(Provided records Opens)

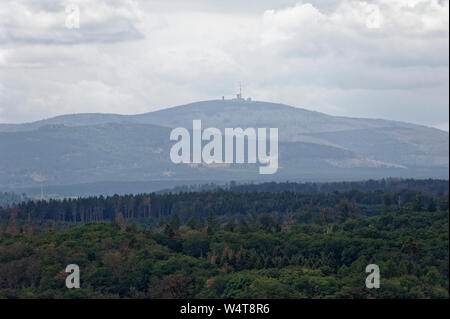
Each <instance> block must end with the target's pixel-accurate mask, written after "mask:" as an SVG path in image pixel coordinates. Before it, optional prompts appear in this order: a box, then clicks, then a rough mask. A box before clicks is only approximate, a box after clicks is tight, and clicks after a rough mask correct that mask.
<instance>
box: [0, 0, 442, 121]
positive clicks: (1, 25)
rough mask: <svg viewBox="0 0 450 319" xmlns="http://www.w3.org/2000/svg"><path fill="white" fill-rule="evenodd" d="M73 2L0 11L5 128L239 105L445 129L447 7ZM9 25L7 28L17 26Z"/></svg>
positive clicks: (48, 4)
mask: <svg viewBox="0 0 450 319" xmlns="http://www.w3.org/2000/svg"><path fill="white" fill-rule="evenodd" d="M70 2H73V3H77V4H78V5H79V7H80V28H79V29H72V30H70V29H67V28H66V27H65V25H64V23H65V18H66V13H65V6H66V5H67V4H68V3H69V1H67V2H64V1H61V2H55V1H39V2H36V1H24V0H19V1H14V2H13V1H7V2H6V4H2V6H1V7H0V45H1V46H0V122H23V121H29V120H37V119H40V118H43V117H49V116H54V115H58V114H64V113H76V112H117V113H128V114H129V113H140V112H146V111H151V110H155V109H159V108H162V107H167V106H172V105H178V104H184V103H188V102H192V101H196V100H205V99H211V98H220V97H221V96H222V95H225V96H227V97H229V96H231V95H232V94H234V93H235V91H236V88H237V84H238V82H239V81H240V80H241V81H242V82H243V84H244V94H245V95H251V96H252V97H253V98H255V99H258V100H270V101H274V102H282V103H286V104H291V105H294V106H298V107H305V108H309V109H313V110H317V111H322V112H326V113H331V114H335V115H345V116H358V117H377V118H387V119H394V120H403V121H409V122H414V123H421V124H425V125H430V126H439V127H444V128H445V123H444V124H442V122H443V121H442V118H448V109H449V106H448V68H449V67H448V50H449V49H448V48H449V42H448V33H449V30H448V1H437V0H416V1H412V0H411V1H407V0H404V1H403V0H377V1H349V0H342V1H338V0H328V1H323V0H320V1H304V2H298V3H296V2H295V1H294V2H293V1H289V0H278V1H276V0H258V1H253V0H252V1H248V2H247V1H245V2H242V1H237V0H230V1H226V2H224V1H219V0H192V1H189V2H187V1H184V0H182V1H181V0H174V1H171V2H170V4H169V3H168V2H167V1H164V0H151V1H144V0H142V1H139V0H135V1H131V0H129V1H127V0H115V1H106V0H99V1H88V0H83V1H81V0H80V1H70ZM14 12H16V14H13V13H14Z"/></svg>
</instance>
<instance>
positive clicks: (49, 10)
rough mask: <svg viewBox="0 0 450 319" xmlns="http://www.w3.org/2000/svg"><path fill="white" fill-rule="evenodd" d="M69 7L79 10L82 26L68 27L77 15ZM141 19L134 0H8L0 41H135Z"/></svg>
mask: <svg viewBox="0 0 450 319" xmlns="http://www.w3.org/2000/svg"><path fill="white" fill-rule="evenodd" d="M3 2H5V1H3ZM69 8H75V9H77V12H76V14H78V13H79V22H80V25H79V26H80V28H77V29H71V28H69V27H68V26H69V24H68V23H67V21H69V20H70V19H71V15H73V14H75V13H74V12H73V11H71V10H69ZM66 10H67V11H66ZM139 19H140V11H139V8H138V6H137V3H136V2H135V1H132V0H115V1H107V0H97V1H89V0H72V1H59V2H55V1H39V2H37V1H30V0H19V1H17V0H13V1H11V0H6V3H2V6H1V7H0V43H3V44H14V43H18V44H48V45H50V44H76V43H83V42H116V41H129V40H136V39H140V38H142V37H143V35H142V34H141V33H140V32H139V30H138V28H137V24H138V23H139Z"/></svg>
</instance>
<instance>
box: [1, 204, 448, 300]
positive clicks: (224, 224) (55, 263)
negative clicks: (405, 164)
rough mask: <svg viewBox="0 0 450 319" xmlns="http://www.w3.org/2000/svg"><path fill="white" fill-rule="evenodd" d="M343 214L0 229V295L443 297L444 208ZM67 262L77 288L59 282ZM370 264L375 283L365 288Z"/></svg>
mask: <svg viewBox="0 0 450 319" xmlns="http://www.w3.org/2000/svg"><path fill="white" fill-rule="evenodd" d="M344 211H347V209H346V208H345V209H344ZM211 216H214V215H211ZM349 216H351V214H350V215H347V216H346V218H345V220H344V219H342V221H339V220H337V221H336V222H334V223H333V225H332V226H333V227H330V225H327V224H323V225H322V224H320V225H319V224H316V225H308V224H301V223H297V224H293V225H291V226H290V227H284V228H282V229H280V230H279V231H276V218H277V216H276V215H275V214H273V215H271V214H267V215H264V214H263V215H261V216H260V217H259V218H258V219H257V220H256V221H255V223H247V222H245V225H242V224H241V225H240V226H239V227H238V224H237V223H236V222H235V220H234V219H230V220H229V221H227V222H226V223H225V224H224V225H225V226H224V227H223V229H222V230H219V229H216V230H214V232H213V233H209V234H208V231H207V228H206V227H203V228H202V229H193V228H197V227H198V226H195V227H191V226H189V227H187V226H183V225H180V226H179V227H178V229H174V228H173V227H176V223H175V224H174V222H173V221H172V222H169V223H167V224H164V225H163V226H161V227H159V228H154V229H151V230H145V229H142V228H140V227H139V226H133V227H131V226H130V227H127V228H126V229H121V228H120V227H118V225H117V223H116V222H111V223H104V222H101V223H86V224H83V225H79V226H76V227H71V228H68V229H65V230H60V231H47V232H41V233H37V234H25V233H21V234H18V235H11V234H4V235H3V236H2V237H1V239H0V298H448V282H449V278H448V254H449V249H448V244H449V241H448V212H447V211H436V212H428V211H426V212H410V213H407V214H393V213H390V212H385V213H383V214H382V215H380V216H375V217H370V218H351V217H349ZM208 222H209V225H210V226H211V228H212V225H213V221H212V220H211V218H210V220H209V221H208ZM194 224H197V223H191V225H194ZM71 263H76V264H78V265H79V266H80V269H81V287H82V288H81V289H79V290H75V289H72V290H70V289H67V288H65V284H64V281H65V278H66V276H67V274H66V273H65V272H64V269H65V266H66V265H68V264H71ZM370 263H375V264H377V265H379V266H380V271H381V288H380V289H372V290H369V289H365V288H364V282H365V277H366V276H367V274H366V273H365V267H366V266H367V265H368V264H370Z"/></svg>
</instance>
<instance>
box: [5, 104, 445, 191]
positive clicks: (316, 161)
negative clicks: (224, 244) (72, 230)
mask: <svg viewBox="0 0 450 319" xmlns="http://www.w3.org/2000/svg"><path fill="white" fill-rule="evenodd" d="M194 119H201V120H202V127H203V128H207V127H217V128H219V129H221V130H222V132H223V129H224V128H226V127H231V128H235V127H241V128H244V129H245V128H247V127H254V128H260V127H261V128H270V127H277V128H278V130H279V140H280V141H279V166H280V168H279V170H278V172H277V174H275V175H266V176H264V175H259V174H258V167H259V164H258V165H250V164H239V165H238V164H233V165H198V166H194V165H186V164H179V165H175V164H173V163H172V162H171V161H170V158H169V150H170V147H171V146H172V145H173V143H174V142H171V141H170V140H169V135H170V131H171V129H172V128H174V127H180V126H181V127H185V128H187V129H192V120H194ZM448 167H449V135H448V133H446V132H443V131H440V130H437V129H433V128H429V127H425V126H419V125H414V124H409V123H403V122H396V121H387V120H379V119H360V118H349V117H336V116H330V115H326V114H323V113H319V112H313V111H308V110H304V109H300V108H295V107H291V106H288V105H282V104H276V103H267V102H250V101H238V100H225V101H222V100H217V101H204V102H197V103H192V104H187V105H182V106H177V107H172V108H169V109H164V110H160V111H155V112H151V113H146V114H138V115H117V114H73V115H64V116H58V117H54V118H50V119H46V120H41V121H37V122H33V123H25V124H0V190H4V191H12V190H13V191H16V192H18V191H27V192H29V193H39V192H40V185H41V184H44V185H45V187H46V188H47V189H49V188H51V189H52V192H54V193H61V194H62V193H63V194H64V195H65V196H68V195H78V194H81V193H83V192H82V190H83V189H90V190H91V191H92V192H93V193H114V192H126V187H124V185H130V184H132V183H133V182H137V183H138V184H136V185H142V191H146V190H149V188H150V189H151V190H155V189H158V188H159V187H161V188H163V187H167V185H177V184H188V183H193V182H194V181H195V182H200V183H201V182H204V183H206V182H218V183H220V182H225V181H230V180H236V181H267V180H283V181H285V180H308V181H317V180H348V179H368V178H381V177H421V178H425V177H440V178H448V172H449V169H448ZM105 184H108V185H110V187H104V185H105ZM88 185H90V186H88ZM93 185H98V186H97V187H94V186H93ZM102 185H103V186H102ZM114 185H117V187H114ZM62 190H64V191H62ZM117 190H119V191H117ZM139 190H140V188H139V187H133V191H134V192H136V191H139ZM83 194H84V193H83Z"/></svg>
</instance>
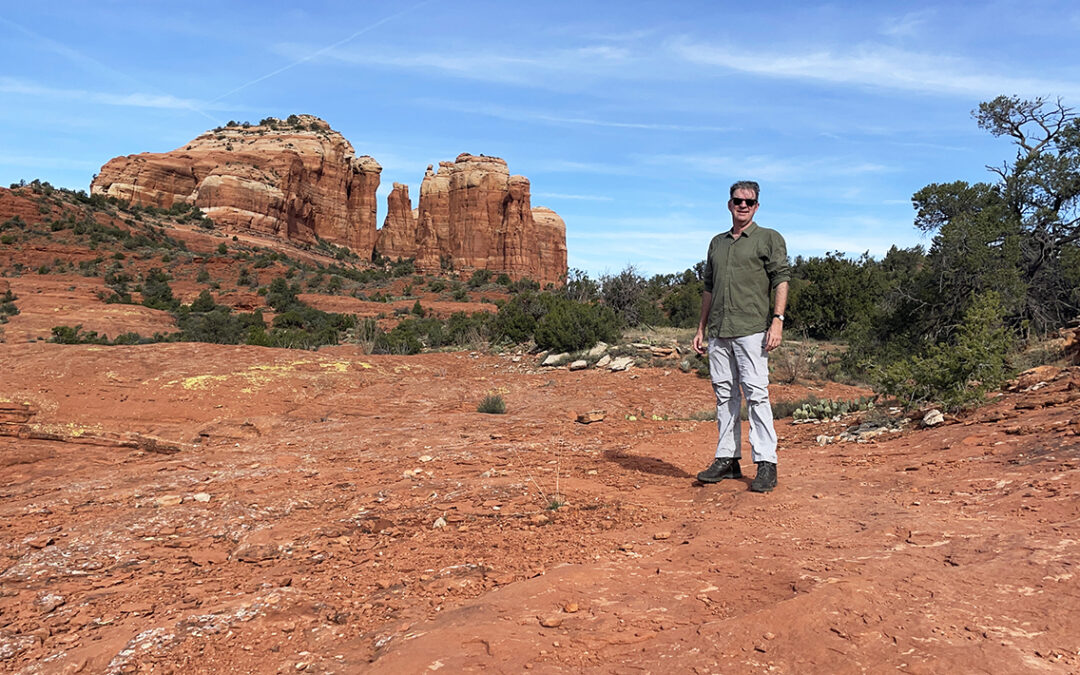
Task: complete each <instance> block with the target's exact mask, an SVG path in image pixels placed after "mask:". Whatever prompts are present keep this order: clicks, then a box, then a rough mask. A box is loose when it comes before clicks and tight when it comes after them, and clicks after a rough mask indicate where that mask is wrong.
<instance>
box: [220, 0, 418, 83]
mask: <svg viewBox="0 0 1080 675" xmlns="http://www.w3.org/2000/svg"><path fill="white" fill-rule="evenodd" d="M430 2H431V0H422V1H421V2H417V3H416V4H414V5H413V6H409V8H406V9H404V10H402V11H401V12H397V13H396V14H391V15H390V16H387V17H384V18H381V19H379V21H377V22H375V23H374V24H372V25H370V26H366V27H364V28H361V29H360V30H357V31H356V32H354V33H352V35H351V36H349V37H348V38H345V39H342V40H338V41H337V42H335V43H334V44H328V45H326V46H324V48H323V49H321V50H318V51H315V52H312V53H311V54H308V55H307V56H305V57H302V58H298V59H296V60H294V62H293V63H291V64H287V65H285V66H282V67H281V68H278V69H276V70H274V71H272V72H268V73H266V75H265V76H261V77H258V78H255V79H254V80H252V81H251V82H245V83H244V84H241V85H240V86H238V87H237V89H234V90H232V91H229V92H226V93H224V94H221V95H220V96H218V97H217V98H214V99H213V100H211V102H210V103H217V102H219V100H221V99H222V98H225V97H227V96H231V95H233V94H235V93H237V92H240V91H243V90H245V89H247V87H248V86H252V85H253V84H258V83H259V82H261V81H264V80H268V79H270V78H272V77H274V76H275V75H280V73H282V72H284V71H286V70H288V69H289V68H295V67H296V66H299V65H300V64H303V63H307V62H309V60H311V59H312V58H315V57H316V56H321V55H323V54H325V53H326V52H328V51H330V50H333V49H336V48H339V46H341V45H342V44H345V43H346V42H349V41H350V40H354V39H355V38H359V37H360V36H362V35H364V33H365V32H369V31H372V30H375V29H376V28H378V27H379V26H381V25H382V24H386V23H387V22H390V21H393V19H395V18H397V17H399V16H403V15H405V14H408V13H409V12H411V11H414V10H416V9H417V8H420V6H423V5H424V4H429V3H430Z"/></svg>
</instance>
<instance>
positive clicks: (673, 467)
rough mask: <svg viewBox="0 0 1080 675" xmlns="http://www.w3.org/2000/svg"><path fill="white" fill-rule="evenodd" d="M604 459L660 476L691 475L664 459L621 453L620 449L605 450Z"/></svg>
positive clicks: (630, 467) (677, 476) (626, 469)
mask: <svg viewBox="0 0 1080 675" xmlns="http://www.w3.org/2000/svg"><path fill="white" fill-rule="evenodd" d="M604 459H606V460H608V461H611V462H615V463H617V464H619V465H620V467H622V468H623V469H626V470H630V471H639V472H642V473H651V474H653V475H658V476H672V477H674V478H689V477H691V476H690V474H689V473H687V472H686V471H684V470H683V469H680V468H679V467H676V465H675V464H672V463H670V462H665V461H664V460H662V459H657V458H656V457H642V456H640V455H632V454H630V453H620V451H618V450H605V451H604Z"/></svg>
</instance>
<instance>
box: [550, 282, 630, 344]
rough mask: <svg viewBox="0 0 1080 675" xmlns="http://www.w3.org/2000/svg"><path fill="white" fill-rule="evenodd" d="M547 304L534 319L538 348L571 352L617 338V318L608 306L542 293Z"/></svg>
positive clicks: (615, 340) (617, 323)
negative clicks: (579, 300)
mask: <svg viewBox="0 0 1080 675" xmlns="http://www.w3.org/2000/svg"><path fill="white" fill-rule="evenodd" d="M543 297H545V298H549V299H550V300H549V303H550V307H549V309H548V311H546V312H545V313H544V314H543V316H541V318H540V320H539V321H538V322H537V329H536V335H535V339H536V343H537V347H539V348H540V349H551V350H555V351H559V352H572V351H579V350H582V349H589V348H591V347H593V346H594V345H596V342H599V341H602V340H603V341H605V342H615V341H616V340H618V338H619V320H618V319H617V318H616V315H615V312H613V311H611V308H610V307H606V306H603V305H585V303H583V302H575V301H573V300H568V299H566V298H563V297H559V296H555V295H550V294H545V295H544V296H543Z"/></svg>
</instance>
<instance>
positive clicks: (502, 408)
mask: <svg viewBox="0 0 1080 675" xmlns="http://www.w3.org/2000/svg"><path fill="white" fill-rule="evenodd" d="M476 411H477V413H486V414H488V415H502V414H504V413H505V411H507V402H505V401H503V400H502V396H500V395H499V394H488V395H486V396H484V400H483V401H481V402H480V405H477V406H476Z"/></svg>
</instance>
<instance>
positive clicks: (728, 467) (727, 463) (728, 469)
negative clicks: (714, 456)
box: [698, 457, 742, 483]
mask: <svg viewBox="0 0 1080 675" xmlns="http://www.w3.org/2000/svg"><path fill="white" fill-rule="evenodd" d="M741 477H742V469H740V468H739V458H738V457H717V458H716V459H715V460H713V463H712V464H710V465H708V469H705V470H704V471H702V472H701V473H699V474H698V480H699V481H701V482H702V483H719V482H720V481H723V480H724V478H741Z"/></svg>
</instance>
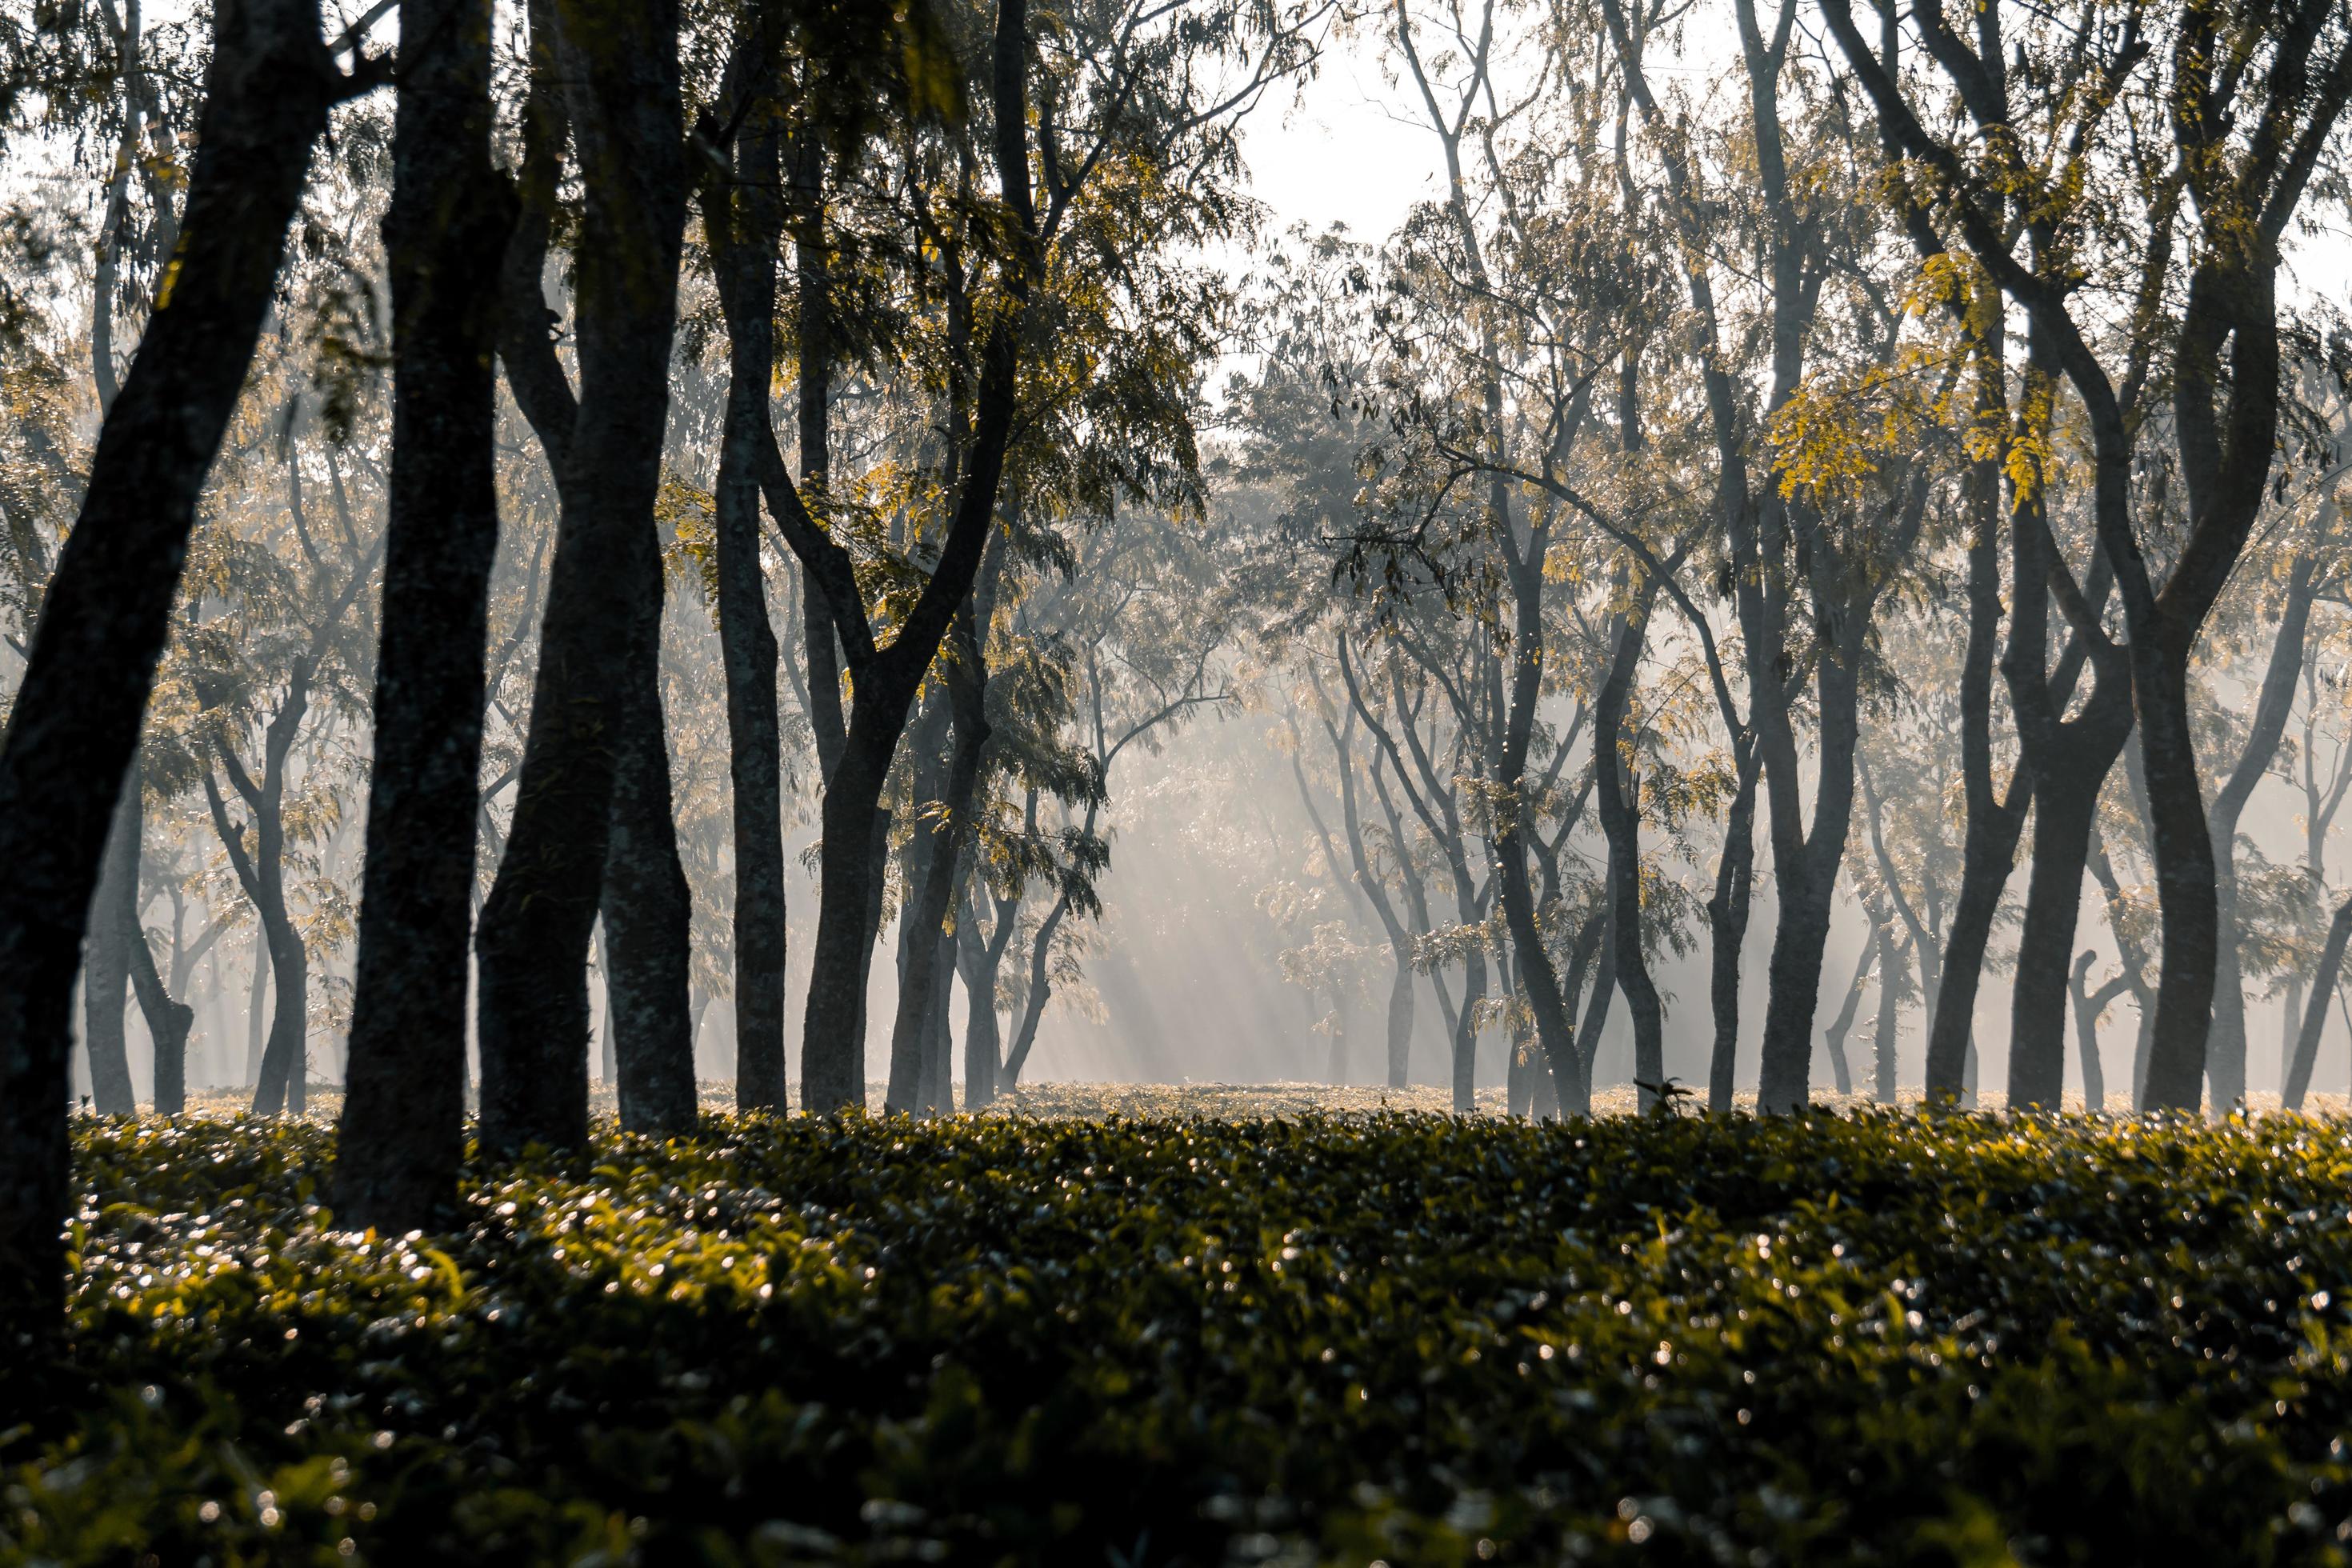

(Provided records Closes)

# What the task asks
Whatever else the listing above holds, retype exactly only the lines from the one containing "positive clicks: (630, 467)" to the one containing "box: [550, 282, 630, 344]", both ends kept.

# Finished exercise
positive clicks: (630, 467) (677, 476) (626, 469)
mask: <svg viewBox="0 0 1080 675" xmlns="http://www.w3.org/2000/svg"><path fill="white" fill-rule="evenodd" d="M604 459H606V460H608V461H611V462H615V463H617V464H619V465H620V467H622V468H623V469H626V470H630V471H639V472H642V473H651V474H653V475H658V476H672V477H674V478H689V477H691V476H690V474H689V473H687V472H686V471H684V470H683V469H680V468H679V467H676V465H675V464H672V463H670V462H665V461H664V460H662V459H657V458H656V457H642V456H640V455H632V454H630V453H620V451H618V450H605V451H604Z"/></svg>
</instance>
<instance>
box: [550, 282, 630, 344]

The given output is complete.